◆ **TEXTO FORNECIDO**
CRIME DELE, NOSSO CASTIGO
"Começou o julgamento de António Costa (não é esse), o alegado homicida de Santa Comba Dão (não é esse). O sr. Costa é um antigo cabo da GNR e, apesar do barulho em seu redor, não faço ideia se está inocente. Se está, o caso é uma vergonha. Se não está, o caso é uma vergonha maior.
A excitação e a pressa levaram a imprensa a chamar o sr. Costa de "serial-killer". À portuguesa, faltou especificar. Um assassino em série competente não nega crimes em tribunal: confessa os que cometeu, junta-lhes alguns que não cometeu (para compor o currículo), enriquece-os com pormenores macabros e a seguir sorri à plateia, consolado e doido. Medroso, o típico assassino nacional admite em privado, para em público se encolher, negar tudo e desatar a distribuir lamúrias.
À imagem do verificado em tantos ramos de actividade, também no assassínio em série não conseguimos alcançar os níveis dos países desenvolvidos. Concedo, não é exactamente uma razão de queixa: a vida real passa bem sem um certo tipo de matanças indiscriminadas. O chato é que a vida ficcional não. Um destes dias, a propósito do sr. Costa, Ferreira Fernandes lembrou aqui no DN que Portugal não possui uma literatura policial. Concordo e acrescento: nem literatura, nem cinema, nem nenhuma forma de expressão artística que se tente alimentar, com proveito, do vital tema do crime.
Quer dizer, criminosos nós temos. Mas são, quase invariavelmente, ex-polícias, camponeses alcoolizados, débeis mentais e vítimas do rendimento mínimo. Por sua vez, o móbil dos crimes prende-se normalmente com terras, águas, ciúmes, drogas, frustração sexual e outros elementos telúricos que não dão enredo ou, o que é pior, dão enredos péssimos. A acreditar nas escutas ao arguido, o sr. Costa matou três raparigas porque "queria um beijo" e "andava stressado". Pois é, nascer, e morrer, em Famalicão ou Telheiras não é o mesmo que nascer, e morrer, em Cleveland ou São Petersburgo. Psicopatas autênticos suscitam análises e parábolas sobre o mistério da condição humana. Os nossos retratam a pobreza de espírito: perante a prisão iminente, o maior desgosto do sr. Costa consiste em não regressar à Casa do Benfica.

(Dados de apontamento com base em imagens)
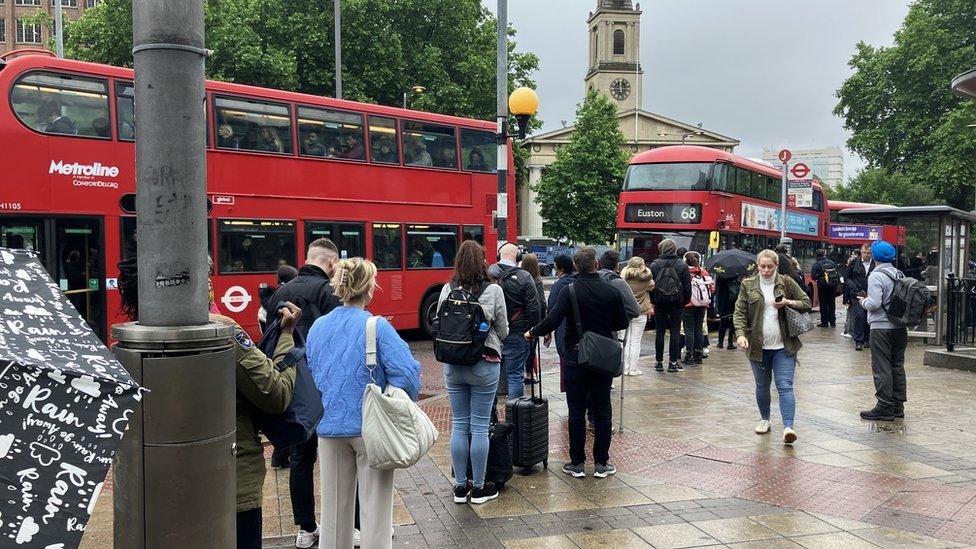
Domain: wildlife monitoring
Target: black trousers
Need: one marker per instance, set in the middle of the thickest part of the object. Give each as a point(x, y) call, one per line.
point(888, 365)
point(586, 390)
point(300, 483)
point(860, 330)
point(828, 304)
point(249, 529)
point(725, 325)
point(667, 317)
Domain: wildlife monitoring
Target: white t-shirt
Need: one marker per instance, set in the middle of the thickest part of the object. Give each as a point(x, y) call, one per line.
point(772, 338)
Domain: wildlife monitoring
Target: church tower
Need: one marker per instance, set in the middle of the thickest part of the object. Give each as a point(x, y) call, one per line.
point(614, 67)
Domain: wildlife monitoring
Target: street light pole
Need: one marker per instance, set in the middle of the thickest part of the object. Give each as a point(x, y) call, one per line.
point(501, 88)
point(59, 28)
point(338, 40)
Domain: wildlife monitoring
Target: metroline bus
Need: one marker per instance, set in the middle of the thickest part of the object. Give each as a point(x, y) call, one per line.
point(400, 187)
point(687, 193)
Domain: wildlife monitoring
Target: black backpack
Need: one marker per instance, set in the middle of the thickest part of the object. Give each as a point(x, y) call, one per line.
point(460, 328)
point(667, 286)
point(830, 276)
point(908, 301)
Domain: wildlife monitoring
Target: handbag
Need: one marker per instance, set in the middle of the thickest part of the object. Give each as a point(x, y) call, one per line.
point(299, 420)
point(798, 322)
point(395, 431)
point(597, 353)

◆ **DESCRIÇÃO DA TAREFA**
Responda a estas perguntas com base no texto fornecido:
(a) O que foi o sr. Costa antes do julgamento, segundo o texto?
(b) Quem lembrou no DN que Portugal não possui uma literatura policial?
(c) Perante a prisão iminente, em que consiste o maior desgosto do sr. Costa?
Não é preciso recorrer à listagem.

◆ **RESULTADO DA TAREFA**
(a) Foi cabo da GNR.
(b) Ferreira Fernandes.
(c) Consiste em não regressar à Casa do Benfica.